Los habitantes de este cementerio tecnológico no reposan en silencio. Allí se detectó a finales del siglo pasado el bloop, un sonido de ultra baja frecuencia, indistinguible entre arrastre y fractura, cuyo origen parece encontrarse en el lejano hielo antártico. Aunque lo cierto es que hay quien sigue defendiendo la teoría de que está producido por ballenas inmensas de alguna especie desconocida, o incluso por algún animal de dimensiones colosales. Y es que, como apunté al principio de este texto, un cementerio galáctico no es tal cosa sin su elemento terrorífico, agrandado aquí por una feliz casualidad. La localización del Punto Nemo colinda con la del lugar en el que Howard Phillips Lovecraft situó R'lyeh, "la ciudad cadavérica y de pesadilla" en la que el gran Cthulhu y sus hordas esperan "ocultos bajo cúpulas de fango verdoso".

(Entradas de la colección)
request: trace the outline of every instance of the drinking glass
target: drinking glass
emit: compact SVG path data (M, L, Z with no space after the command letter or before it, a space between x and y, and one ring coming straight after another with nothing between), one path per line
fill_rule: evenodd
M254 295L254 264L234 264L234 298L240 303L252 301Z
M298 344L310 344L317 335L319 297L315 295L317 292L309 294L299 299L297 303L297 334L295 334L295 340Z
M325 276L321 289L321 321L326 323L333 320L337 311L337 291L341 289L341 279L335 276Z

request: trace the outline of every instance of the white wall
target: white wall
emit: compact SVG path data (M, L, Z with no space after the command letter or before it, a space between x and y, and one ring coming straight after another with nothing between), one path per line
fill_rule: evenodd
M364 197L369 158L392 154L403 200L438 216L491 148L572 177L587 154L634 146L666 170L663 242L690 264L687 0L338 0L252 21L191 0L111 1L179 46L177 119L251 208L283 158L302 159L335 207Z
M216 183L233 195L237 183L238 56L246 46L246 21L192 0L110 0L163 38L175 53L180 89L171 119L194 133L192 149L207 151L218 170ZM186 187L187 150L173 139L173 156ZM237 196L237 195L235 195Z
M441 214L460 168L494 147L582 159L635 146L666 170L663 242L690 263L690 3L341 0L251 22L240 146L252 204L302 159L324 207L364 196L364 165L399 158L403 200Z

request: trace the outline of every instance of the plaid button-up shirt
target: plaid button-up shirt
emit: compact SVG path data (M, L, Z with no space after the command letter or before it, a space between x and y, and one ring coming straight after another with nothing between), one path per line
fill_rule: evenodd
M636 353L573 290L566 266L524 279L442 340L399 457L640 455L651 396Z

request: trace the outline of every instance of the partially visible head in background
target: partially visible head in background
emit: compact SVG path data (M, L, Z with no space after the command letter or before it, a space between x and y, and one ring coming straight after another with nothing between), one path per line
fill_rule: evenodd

**Tu objetivo**
En el fragmento sobre el Punto Nemo, ¿qué feliz casualidad agranda el elemento terrorífico de este cementerio galáctico? Responde en una a tres oraciones.

**Tarea resuelta**
La localización del Punto Nemo colinda con la del lugar en el que Howard Phillips Lovecraft situó R'lyeh. Es "la ciudad cadavérica y de pesadilla" en la que el gran Cthulhu y sus hordas esperan "ocultos bajo cúpulas de fango verdoso".